== Raw records

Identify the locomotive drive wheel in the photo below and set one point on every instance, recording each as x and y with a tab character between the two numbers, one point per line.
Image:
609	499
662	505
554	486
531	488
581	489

====

Your objective: Revise the data above by substituting "driving wheel" for "drive wheel" and keeping every other part unchanged.

Reply to the task:
Identify the locomotive driving wheel in the photo below and set one point on every instance, recording each as x and y with a tab character between the two numbers, one point per line.
Image:
609	499
662	505
554	486
531	488
581	489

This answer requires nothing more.